*Extracted text*:

[BEGIN]

Clock_Div

Discussion in 'VHDL' started by Volker, Dec 1, 2008.

  1. Volker

    Volker Guest

    Hi,

    following entity should divide a 50 MHz clock into 8khz, 2Hz and 1 Hz. In
    principle it would work, but 2 Hz clock is 1 Hz and the duty cycle ist about
    30/70. If I check Q23 is OK but Q24 and Q25 not. In RTL view the
    implementation of Q24 and Q25 looks a little bit strange. Did anyone know
    how the design ist not working well?

    Thanks
    Volker

    Code:
    -- DIV_COUNTER is a VHDL Design
    --
    -- Author: V.Meiss
    --
    -- Version 1.0 from 13.08.2008
    -- Altera QuartusII 8.0 SP1


    library IEEE;
    use IEEE.STD_LOGIC_1164.all;
    use IEEE.STD_LOGIC_ARITH.all;
    use IEEE.STD_LOGIC_UNSIGNED.all;


    entity DIV_COUNTER is
    port(CLK : in STD_LOGIC;
    CLK1, CLK2, CLK8k : out STD_LOGIC);
    end DIV_COUNTER;

    architecture BEHAVIOR of DIV_COUNTER is
    signal Q : std_logic_vector(25 downto 0);
    signal LOAD : STD_LOGIC;
    begin


    process(CLK, LOAD)

[END]

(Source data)
[BEGIN]

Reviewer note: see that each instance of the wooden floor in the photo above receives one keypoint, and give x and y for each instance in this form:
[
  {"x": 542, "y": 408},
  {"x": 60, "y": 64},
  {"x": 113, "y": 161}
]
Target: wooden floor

[END]

*Given instruction*:
In the clock divider thread, copy out word for word the passage from "Volker Guest" up to and including "not working well?".

*Written response*:
Volker Guest

    Hi,

    following entity should divide a 50 MHz clock into 8khz, 2Hz and 1 Hz. In
    principle it would work, but 2 Hz clock is 1 Hz and the duty cycle ist about
    30/70. If I check Q23 is OK but Q24 and Q25 not. In RTL view the
    implementation of Q24 and Q25 looks a little bit strange. Did anyone know
    how the design ist not working well?